### EXCERPTED TEXT ###

Sitdown Sunday: What really brought down the Boeing 737 Max?

Settle back in a comfy chair and sit back with some of the week’s best longreads.

IT’S A DAY of rest, and you may be in the mood for a quiet corner and a comfy chair.

We’ve hand-picked the week’s best reads for you to savour.

1. The Fitbit murder

How a Fitbit helped link a woman to her murderer.

(Wired, approx 31 mins reading time)

A judge signed a warrant to extract its data, which seemed to tell the story Karen couldn’t: On Saturday, September 8, five days before she was found, Karen’s heart rate had spiked and then plummeted. By 3:28 in the afternoon, the Fitbit wasn’t registering a heartbeat.

2. ‘It’s like Iran with lipstick’

A German publication takes on the subject of Irish literature in 2019 – and the role women play in it.

(Spex, approx 10 mins reading time)

This new generation of female writers is embracing an artistic freedom that Ireland has not traditionally afforded women. The sentiment is personified in the gnarly character of Maureen Phelan in Lisa McInerney’s darkly comic The Glorious Heresies. Having returned to Ireland after being banished to London for having a baby outside of wedlock, she says: “This country’s done punishing me and I can do whatever I like now.“

3. What really brought down the Boeing 737 Max?

A look at the issues that plagued this plane, and what could have led to it.

(New York Times, approx 63 mins reading time)

Boeing knew it had a problem. A widespread culture of corruption lay at the core, but that was beyond anyone’s ability to reform. Instead, Boeing decided to intervene at its own expense to raise standards at Lion Air and try to reduce its contributions to the accident rate. 

4. The homeless death of Aimee Teese

An exploration of the life of a young woman, who dies aged just 30 and homeless.

(The Guardian, approx 23 mins reading time)

At 17, Aimee was given a council house. In retrospect, Cathy says this was almost as dangerous as providing her with nothing. “It was a proper bloody house, with a dining room and everything. She couldn’t cope with that. The whole street was terrace housing, and it was all bums outside. I remember walking down the street and every house was occupied by young people.” Liverpool’s most vulnerable young people had been provided for, but not supported, given homes to play adults in, doss, get wasted and deal drugs.

5. Unbelievable

The true story of what happened to the women behind the new Netflix series Unbelievable.

(ProPublica, approx mins reading time)

### GIVEN RECORDS ###

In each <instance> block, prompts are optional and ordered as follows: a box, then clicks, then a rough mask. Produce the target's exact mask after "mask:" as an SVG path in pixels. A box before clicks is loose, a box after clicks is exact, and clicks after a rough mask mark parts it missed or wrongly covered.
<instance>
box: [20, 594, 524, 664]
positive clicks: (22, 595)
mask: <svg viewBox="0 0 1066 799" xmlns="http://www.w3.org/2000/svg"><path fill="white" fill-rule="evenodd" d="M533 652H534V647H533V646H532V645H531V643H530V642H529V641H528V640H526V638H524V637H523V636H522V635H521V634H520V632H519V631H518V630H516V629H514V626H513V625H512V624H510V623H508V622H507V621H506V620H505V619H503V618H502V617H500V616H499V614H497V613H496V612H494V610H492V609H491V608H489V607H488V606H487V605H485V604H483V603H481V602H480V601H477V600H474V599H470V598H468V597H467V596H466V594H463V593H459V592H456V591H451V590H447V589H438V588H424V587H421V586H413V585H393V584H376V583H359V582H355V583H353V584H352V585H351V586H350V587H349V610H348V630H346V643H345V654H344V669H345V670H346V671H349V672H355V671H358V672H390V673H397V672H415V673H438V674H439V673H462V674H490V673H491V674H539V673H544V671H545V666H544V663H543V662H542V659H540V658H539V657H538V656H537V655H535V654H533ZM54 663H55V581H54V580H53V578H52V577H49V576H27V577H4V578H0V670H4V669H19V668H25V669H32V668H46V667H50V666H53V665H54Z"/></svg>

###

**TASKS TO PERFORM**
- A) Answer these questions using the Sitdown Sunday excerpt.
(i) By what time in the afternoon was Karen's Fitbit no longer registering a heartbeat?
(ii) Which publication is credited with the piece on Irish literature in 2019?
(iii) At what age was Aimee given a council house?
- B) From the Sitdown Sunday excerpt, reproduce word for word the passage that begins at the words "IT’S A DAY of" and stops after "31 mins reading time)".
- C) Write what comes next in the Sitdown Sunday excerpt, picking up right after its last line.

**YOUR RESPONSES**
- A)
(i) 3:28 in the afternoon
(ii) Spex
(iii) 17

- B)
IT’S A DAY of rest, and you may be in the mood for a quiet corner and a comfy chair.

We’ve hand-picked the week’s best reads for you to savour.

1. The Fitbit murder

How a Fitbit helped link a woman to her murderer.

(Wired, approx 31 mins reading time)

- C)
She had reported being raped in her apartment by a man who had bound and gagged her. Then, confronted by police with inconsistencies in her story, she had conceded it might have been a dream. Then she admitted making the story up. One TV newscast announced, “A Western Washington woman has confessed that she cried wolf when it came to her rape she reported earlier this week.” 

6. The rise – and burdens – of Constance Wu

A really interesting and nuanced profile of the actress Constance Wu, who is currently in cinemas in Hustlers.

(The New Yorker, approx 35 mins reading time)

Christianity and political conservatism were integral to the identity of the adults she knew. Although Wu is coy about whether she believes in God, she uses religion as a framing device for understanding certain parts of her life. When she was twelve, she wrote to the local paper to advocate a fervently pro-life position. (Wu, who campaigned for Hillary Clinton in 2016, is now pro-choice.) “I was proud of being a virgin when I got to college,” she told me. “Because, where I come from, it was cool to wait until marriage.”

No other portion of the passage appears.